AMERIVISION COMMUNICATIONS, INC.
SUBORDINATED PROMISSORY NOTE

$50,000.00   TRANCHE "B"   February 15, 2000

        FOR VALUE RECEIVED, the undersigned (the "Borrower") promises to pay to the order of William J. Miller, Jr., a natural person (an individual), or its assigns (collectively the "Lender"), the principal sum of up to Fifty Thousand Dollars. The rights, claims, duties and liabilities of the parties hereto are subject to the following terms and conditions:

        1.    Exchange.    This Note is issued solely in exchange for and in full satisfaction of the obligations (the "Prior Obligations") of the Borrower described in Exhibit A. Upon delivery of this Note Lender shall surrender to the Borrower or its designee the original documentation of the Prior Obligations (or other documentation satisfactory to the Borrower in its sole discretion) marked "Paid."

        2.    Method and Place of Payment.    Payments of principal and interest shall be made by Borrower in lawful money of the United States of America at the principal place of business of the Lender as specified below, or at such other location as it may hereafter designate.

        3.    Principal and Interest Payments.    The entire principal amount of this Note shall be payable in full on February 15, 2002 (the "Maturity Date"). Interest on such principal amount (or any balance thereof outstanding from time to time) shall accrue at an annual rate of 10%, and shall be due and payable quarterly in arrears commencing on April 15, 2000, as well as upon any date on which the Borrower makes a payment or prepayment of principal hereunder. Each principal and interest payment shall be made when due without demand, counterclaim, offset, deduction or other defense (whether now or hereafter conferred by statute or otherwise.) All payments made upon this Note shall be applied first to the payment of accrued interest and thereafter in reduction of principal. Interest on the principal amount shall be compounded annually, computed on the basis of a 365 day year and paid for the actual number of days principal is outstanding. Any payment due hereunder on a day which is not a day on which banking institutions are open for business in Oklahoma City, Oklahoma (a "Business Day") shall be due and payable on the next succeeding Business Day.

        4.    Prepayment.    The Borrower shall have the privilege and option, without notice, premium, forfeiture or other penalty, to prepay the principal of this Note in whole or in part at any time prior to the Maturity Date.

        5.    No Security.    The debt evidenced by this Note is unsecured.

        6.    Default; Acceleration of Obligation; Interest.    In the event of a failure by the Borrower to fully satisfy any payment of interest or principal when due, the entire obligation of the Borrower shall, after receipt by Borrower of notice and the passage of a cure period of ten (10) days, be in default and the unpaid principal and interest balances shall be immediately due and payable, without notice or demand; provided that the Lender shall not exercise any rights or remedies available under or with respect to this Note other than in accordance with the terms of Section 7 below.

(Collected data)
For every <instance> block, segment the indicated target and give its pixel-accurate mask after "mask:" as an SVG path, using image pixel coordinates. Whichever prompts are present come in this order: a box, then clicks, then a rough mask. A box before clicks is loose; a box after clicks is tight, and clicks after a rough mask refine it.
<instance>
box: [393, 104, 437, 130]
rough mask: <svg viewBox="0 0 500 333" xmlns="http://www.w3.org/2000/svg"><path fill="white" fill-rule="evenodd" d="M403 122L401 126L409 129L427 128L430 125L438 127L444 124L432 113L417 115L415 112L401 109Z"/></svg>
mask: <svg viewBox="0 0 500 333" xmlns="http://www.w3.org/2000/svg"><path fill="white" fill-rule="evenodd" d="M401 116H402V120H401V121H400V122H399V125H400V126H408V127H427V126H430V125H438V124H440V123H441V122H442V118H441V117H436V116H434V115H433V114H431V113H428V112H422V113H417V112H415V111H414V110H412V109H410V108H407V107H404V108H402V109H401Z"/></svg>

REQUIRED ACTIONS -
1 – What annual interest rate accrues on the principal under the promissory note?
2 – Please continue the promissory note from the end of its last sentence.
None of the collected data is used here.

REPLIES -
1 – 10%

2 –
        7.    Subordination.    This Note and the indebtedness evidenced hereby, and any other indebtedness of the Borrower to Lender, including the principal and interest and any renewals or extensions thereof, shall at all times be wholly subordinate and junior in right of payment to the prior payment in full in cash of all Senior Debt, whether outstanding on the date hereof of hereafter created, all in the manner and with the force and effect hereinafter set forth.

            a.    Subordination of Debt.    The Lender hereby subordinates payment by the Borrower of any and all indebtedness, liabilities, guarantees and other obligations of the Borrower to Lender, now existing or hereafter arising (collectively, the "Subordinated Debt"), to the payment to Coast Business Credit, a division of Southern Pacific Bank ("Coast"), and to its successors and assigns, and to any other bank, financial institution or other institutional investor not affiliated with the


    Borrower which refinances all or any portion of any indebtedness of the Borrower to Coast (each of Coast and the above the "Senior Lenders") in full in cash, of all indebtedness, liabilities, guarantees and other obligations of the Borrower to the Senior Lenders, now existing or hereafter arising (including without limitation any interest, charges and other sums accruing after the filing of a petition by or against Borrower under the Bankruptcy Code) (the "Senior Debt"). Lender represents and warrants that the Subordinated Debt includes, without limitation, all obligations arising under this Note.

            Lender represents and warrants that it has not transferred or assigned the Subordinated Debt or given any other subordination agreement in respect thereof, and that it will not do so without prior written notice to Coast and any other Senior Lenders identified to Lender and without making such transfer or assignment or subordination expressly subject to this Agreement. Lender agrees not to ask for, demand, sue for, take or receive all or any part of the Subordinated Debt nor any security therefor unless and until all of the Senior Debt has been paid and performed in full in cash; provided that, so long as no Event of Default and no event which, with notice or passage of time or both, would constitute an Event of Default under any present or future document, instrument or agreement evidencing, securing or relating to the Senior Debt, both before and after giving effect to the following payments, exists, Lender may accept payment of the following amounts on the Subordinated Debt:

            Payment of interest pursuant the terms of this Note.

      Payment of principal pursuant to the terms of this Note provided, that sufficient borrowing availability exists, under the documents evidencing the Senior Debt, not only to fund the payment of the principal but also to provide for Borrower's working capital needs as determined in the sole discretion of the Senior Lenders.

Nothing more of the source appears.